__Supplied information__
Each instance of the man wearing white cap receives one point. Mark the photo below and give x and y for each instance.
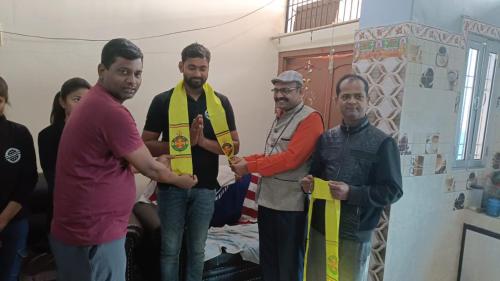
(286, 159)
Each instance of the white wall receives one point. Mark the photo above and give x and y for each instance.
(445, 14)
(244, 58)
(385, 12)
(336, 36)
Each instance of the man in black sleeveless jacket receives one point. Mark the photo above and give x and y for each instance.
(362, 166)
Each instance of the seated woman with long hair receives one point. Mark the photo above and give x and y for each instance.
(48, 139)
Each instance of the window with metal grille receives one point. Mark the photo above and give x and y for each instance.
(306, 14)
(474, 121)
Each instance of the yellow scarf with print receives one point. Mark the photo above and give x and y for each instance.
(332, 220)
(178, 128)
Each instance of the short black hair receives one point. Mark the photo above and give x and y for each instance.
(352, 77)
(119, 47)
(195, 50)
(4, 90)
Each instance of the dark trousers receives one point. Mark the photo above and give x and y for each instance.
(12, 249)
(281, 244)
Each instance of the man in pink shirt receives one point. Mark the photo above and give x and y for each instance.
(94, 185)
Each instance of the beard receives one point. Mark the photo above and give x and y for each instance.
(195, 83)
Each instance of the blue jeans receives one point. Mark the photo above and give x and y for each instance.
(180, 209)
(281, 244)
(102, 262)
(13, 249)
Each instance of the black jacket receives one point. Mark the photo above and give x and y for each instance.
(48, 144)
(368, 161)
(18, 171)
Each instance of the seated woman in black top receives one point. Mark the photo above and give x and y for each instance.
(48, 139)
(18, 177)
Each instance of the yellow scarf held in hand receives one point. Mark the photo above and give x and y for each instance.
(178, 127)
(332, 220)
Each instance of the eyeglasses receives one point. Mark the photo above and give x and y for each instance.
(285, 91)
(356, 96)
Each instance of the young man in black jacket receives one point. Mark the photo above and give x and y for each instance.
(362, 166)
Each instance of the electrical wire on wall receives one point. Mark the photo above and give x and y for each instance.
(35, 36)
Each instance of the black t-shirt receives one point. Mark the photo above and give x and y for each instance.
(18, 172)
(205, 163)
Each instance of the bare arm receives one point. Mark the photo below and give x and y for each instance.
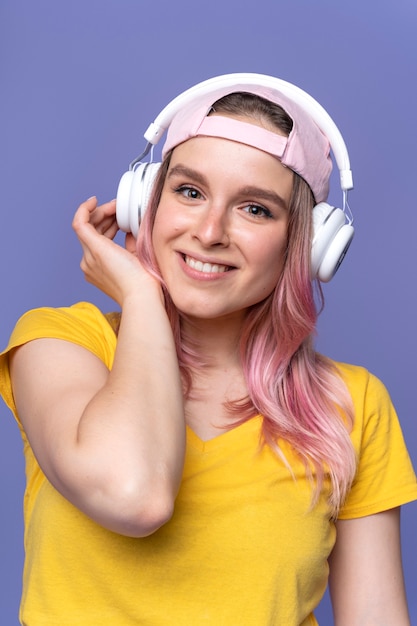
(366, 577)
(110, 442)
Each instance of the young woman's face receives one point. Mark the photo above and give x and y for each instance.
(221, 226)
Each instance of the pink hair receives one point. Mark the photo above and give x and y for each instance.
(299, 393)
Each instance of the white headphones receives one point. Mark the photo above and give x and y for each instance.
(333, 229)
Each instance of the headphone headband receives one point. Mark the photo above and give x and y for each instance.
(240, 81)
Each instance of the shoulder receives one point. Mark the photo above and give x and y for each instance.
(385, 478)
(368, 392)
(82, 323)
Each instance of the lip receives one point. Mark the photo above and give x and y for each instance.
(196, 268)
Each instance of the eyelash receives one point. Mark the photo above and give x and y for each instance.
(265, 212)
(185, 189)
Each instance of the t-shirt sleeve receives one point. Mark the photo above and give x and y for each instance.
(385, 477)
(82, 323)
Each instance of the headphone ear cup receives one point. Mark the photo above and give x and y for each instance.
(133, 195)
(331, 240)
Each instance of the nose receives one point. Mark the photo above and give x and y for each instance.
(212, 226)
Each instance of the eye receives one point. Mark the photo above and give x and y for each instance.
(188, 192)
(257, 210)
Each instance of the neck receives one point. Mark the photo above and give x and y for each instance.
(216, 340)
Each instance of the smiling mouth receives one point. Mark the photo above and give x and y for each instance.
(207, 268)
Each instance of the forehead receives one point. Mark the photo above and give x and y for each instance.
(222, 164)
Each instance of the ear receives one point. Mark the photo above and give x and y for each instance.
(130, 243)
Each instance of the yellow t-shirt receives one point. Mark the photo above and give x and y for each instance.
(242, 547)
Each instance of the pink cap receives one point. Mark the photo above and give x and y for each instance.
(306, 150)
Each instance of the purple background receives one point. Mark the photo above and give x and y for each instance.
(81, 80)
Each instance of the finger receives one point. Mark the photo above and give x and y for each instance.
(83, 213)
(130, 243)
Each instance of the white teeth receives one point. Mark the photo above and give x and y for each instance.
(207, 268)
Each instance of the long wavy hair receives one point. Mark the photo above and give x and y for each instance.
(299, 393)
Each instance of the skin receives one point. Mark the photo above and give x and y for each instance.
(113, 442)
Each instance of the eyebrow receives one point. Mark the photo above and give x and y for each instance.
(247, 190)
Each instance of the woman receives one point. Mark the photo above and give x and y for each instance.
(194, 460)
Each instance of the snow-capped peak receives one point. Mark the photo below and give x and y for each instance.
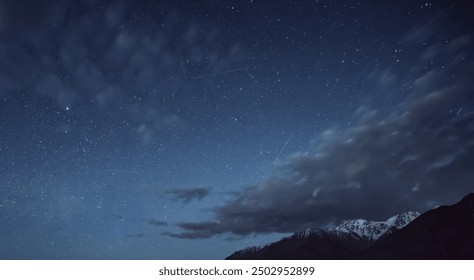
(373, 230)
(368, 230)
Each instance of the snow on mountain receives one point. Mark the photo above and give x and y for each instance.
(373, 230)
(367, 230)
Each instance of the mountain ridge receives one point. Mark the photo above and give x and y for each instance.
(446, 232)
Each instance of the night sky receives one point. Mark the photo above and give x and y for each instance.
(191, 129)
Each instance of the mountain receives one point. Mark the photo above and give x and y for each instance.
(446, 232)
(341, 242)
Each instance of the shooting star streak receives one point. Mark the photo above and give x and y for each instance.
(284, 146)
(457, 114)
(122, 171)
(219, 73)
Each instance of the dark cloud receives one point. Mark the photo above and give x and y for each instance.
(415, 158)
(188, 194)
(157, 223)
(135, 235)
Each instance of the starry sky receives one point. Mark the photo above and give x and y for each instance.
(191, 129)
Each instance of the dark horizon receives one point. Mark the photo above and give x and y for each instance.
(173, 130)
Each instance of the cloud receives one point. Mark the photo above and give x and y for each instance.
(415, 158)
(157, 223)
(134, 70)
(188, 194)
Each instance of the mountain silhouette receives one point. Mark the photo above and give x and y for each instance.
(446, 232)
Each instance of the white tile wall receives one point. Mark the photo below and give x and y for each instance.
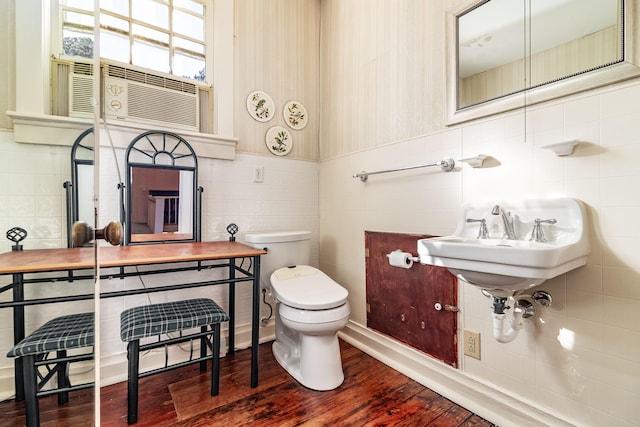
(595, 380)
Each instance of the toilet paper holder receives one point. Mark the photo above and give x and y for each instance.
(401, 259)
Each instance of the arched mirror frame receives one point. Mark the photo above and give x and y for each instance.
(628, 68)
(153, 150)
(82, 154)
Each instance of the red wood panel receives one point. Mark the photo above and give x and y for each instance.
(401, 302)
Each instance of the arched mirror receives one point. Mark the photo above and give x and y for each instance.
(80, 188)
(162, 193)
(499, 50)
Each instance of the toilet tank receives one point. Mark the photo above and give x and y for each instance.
(285, 248)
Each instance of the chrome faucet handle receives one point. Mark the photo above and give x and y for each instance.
(537, 234)
(483, 233)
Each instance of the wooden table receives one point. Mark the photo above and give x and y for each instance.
(198, 255)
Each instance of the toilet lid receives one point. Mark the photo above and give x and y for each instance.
(307, 288)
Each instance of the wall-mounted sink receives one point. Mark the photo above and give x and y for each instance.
(504, 266)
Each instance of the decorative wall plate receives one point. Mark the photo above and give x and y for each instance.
(279, 141)
(260, 106)
(295, 115)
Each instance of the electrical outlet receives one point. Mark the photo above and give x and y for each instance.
(258, 174)
(472, 344)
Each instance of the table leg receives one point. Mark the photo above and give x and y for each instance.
(18, 333)
(255, 321)
(232, 307)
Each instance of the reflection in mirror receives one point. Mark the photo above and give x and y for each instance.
(80, 189)
(508, 54)
(499, 55)
(162, 189)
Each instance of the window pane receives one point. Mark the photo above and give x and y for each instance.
(190, 5)
(76, 43)
(151, 12)
(120, 7)
(78, 18)
(140, 31)
(112, 23)
(150, 56)
(79, 4)
(189, 67)
(189, 25)
(114, 46)
(188, 45)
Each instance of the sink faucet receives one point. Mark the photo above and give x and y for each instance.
(507, 219)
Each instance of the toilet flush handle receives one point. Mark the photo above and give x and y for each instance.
(447, 307)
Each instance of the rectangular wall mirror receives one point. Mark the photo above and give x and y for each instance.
(504, 54)
(163, 197)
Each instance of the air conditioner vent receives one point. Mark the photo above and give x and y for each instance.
(151, 79)
(133, 95)
(163, 106)
(82, 68)
(82, 95)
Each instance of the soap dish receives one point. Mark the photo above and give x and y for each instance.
(562, 149)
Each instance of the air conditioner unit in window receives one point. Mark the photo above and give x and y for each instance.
(132, 95)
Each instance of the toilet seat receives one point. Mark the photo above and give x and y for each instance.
(307, 288)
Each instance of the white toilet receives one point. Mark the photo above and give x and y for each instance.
(310, 309)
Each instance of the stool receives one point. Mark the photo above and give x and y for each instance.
(57, 335)
(157, 319)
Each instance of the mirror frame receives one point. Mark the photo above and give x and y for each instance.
(628, 68)
(72, 187)
(167, 149)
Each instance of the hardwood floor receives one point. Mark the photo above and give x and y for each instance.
(372, 395)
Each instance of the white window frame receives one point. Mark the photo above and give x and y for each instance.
(57, 48)
(32, 120)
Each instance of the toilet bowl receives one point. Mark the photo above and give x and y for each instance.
(310, 309)
(306, 331)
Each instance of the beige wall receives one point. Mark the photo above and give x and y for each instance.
(7, 62)
(382, 73)
(382, 96)
(276, 51)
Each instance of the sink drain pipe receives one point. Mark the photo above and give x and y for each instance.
(499, 317)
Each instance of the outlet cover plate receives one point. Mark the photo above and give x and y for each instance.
(471, 342)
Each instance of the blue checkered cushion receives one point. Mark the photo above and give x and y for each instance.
(155, 319)
(61, 333)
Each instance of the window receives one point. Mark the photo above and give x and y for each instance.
(162, 35)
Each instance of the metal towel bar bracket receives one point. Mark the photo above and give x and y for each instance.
(446, 165)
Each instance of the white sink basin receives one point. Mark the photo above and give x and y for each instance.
(505, 266)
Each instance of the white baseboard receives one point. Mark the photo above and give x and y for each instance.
(482, 399)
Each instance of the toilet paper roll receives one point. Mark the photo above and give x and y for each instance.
(400, 259)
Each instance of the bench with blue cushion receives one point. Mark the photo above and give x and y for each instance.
(160, 319)
(58, 335)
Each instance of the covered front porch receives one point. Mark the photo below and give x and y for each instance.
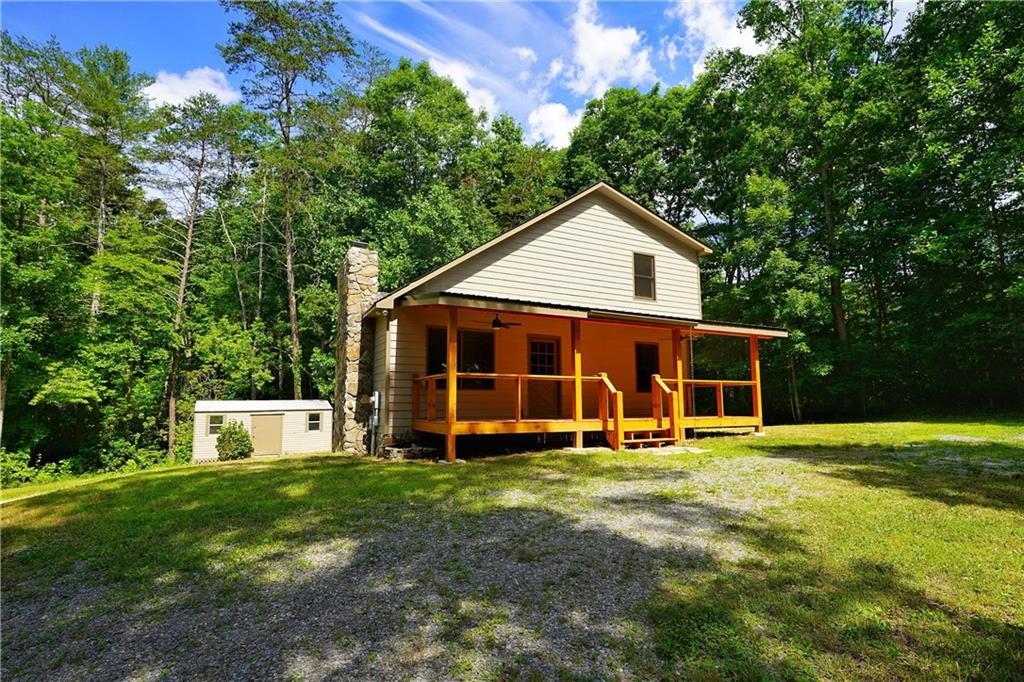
(502, 368)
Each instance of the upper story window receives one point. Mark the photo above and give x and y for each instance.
(643, 275)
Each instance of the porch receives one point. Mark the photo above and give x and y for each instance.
(569, 372)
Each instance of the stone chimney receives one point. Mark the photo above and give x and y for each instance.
(357, 289)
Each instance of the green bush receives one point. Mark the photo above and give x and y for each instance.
(124, 455)
(233, 442)
(15, 468)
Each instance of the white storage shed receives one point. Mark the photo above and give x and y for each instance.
(276, 427)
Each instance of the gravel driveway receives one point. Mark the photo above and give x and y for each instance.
(548, 579)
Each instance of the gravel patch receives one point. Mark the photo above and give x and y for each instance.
(544, 581)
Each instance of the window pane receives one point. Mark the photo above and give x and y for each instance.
(643, 265)
(476, 353)
(437, 352)
(646, 366)
(643, 275)
(643, 287)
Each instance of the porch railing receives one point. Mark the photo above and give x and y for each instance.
(719, 386)
(430, 381)
(671, 410)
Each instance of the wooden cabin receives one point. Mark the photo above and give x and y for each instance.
(578, 321)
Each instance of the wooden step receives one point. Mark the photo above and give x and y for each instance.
(642, 441)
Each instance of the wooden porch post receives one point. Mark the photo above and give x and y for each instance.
(756, 378)
(677, 359)
(453, 382)
(577, 384)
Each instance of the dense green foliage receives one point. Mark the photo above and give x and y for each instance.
(861, 189)
(233, 442)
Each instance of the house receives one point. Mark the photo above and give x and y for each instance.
(578, 321)
(276, 427)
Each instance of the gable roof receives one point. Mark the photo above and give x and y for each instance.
(260, 406)
(602, 188)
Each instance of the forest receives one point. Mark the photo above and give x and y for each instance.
(861, 188)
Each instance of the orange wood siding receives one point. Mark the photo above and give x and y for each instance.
(604, 347)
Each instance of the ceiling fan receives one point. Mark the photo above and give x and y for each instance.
(498, 324)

__The task__
From the line that contains "Each instance of the wooden cabin" to the last line of the material above, repeat every line exactly, keeping both the first and the last.

__Response for this exercise__
Each instance of the wooden cabin receives one point. Mark the photo above and give x and y for each instance.
(578, 321)
Each instance of the wooden step receives one point. Mark the photo above and give x and y for each instance.
(642, 441)
Each instance of the wooden porch post receives one point. Mark the photo above and give x and y for each instance.
(756, 378)
(677, 359)
(453, 382)
(577, 384)
Each instance of the dense green foliage receives one point. Mark the photo above and give x and y for each instance.
(861, 189)
(233, 442)
Each instance of the house receives one point. Mark the photo above and give x and y for each instance.
(578, 321)
(276, 427)
Each instance of the gable roof receives one point. Mark the photo above and give x and y for each instance.
(260, 406)
(602, 188)
Each instance of the forest receives one point. Mark the photo above and give x and y for each instance.
(861, 188)
Each instance of the orange wood siding receives one point. Mark the photo above and give x and y for each instance.
(604, 347)
Each instance of the ceiling fan receives one point. Mark the photo above and give x and y for each instance.
(498, 324)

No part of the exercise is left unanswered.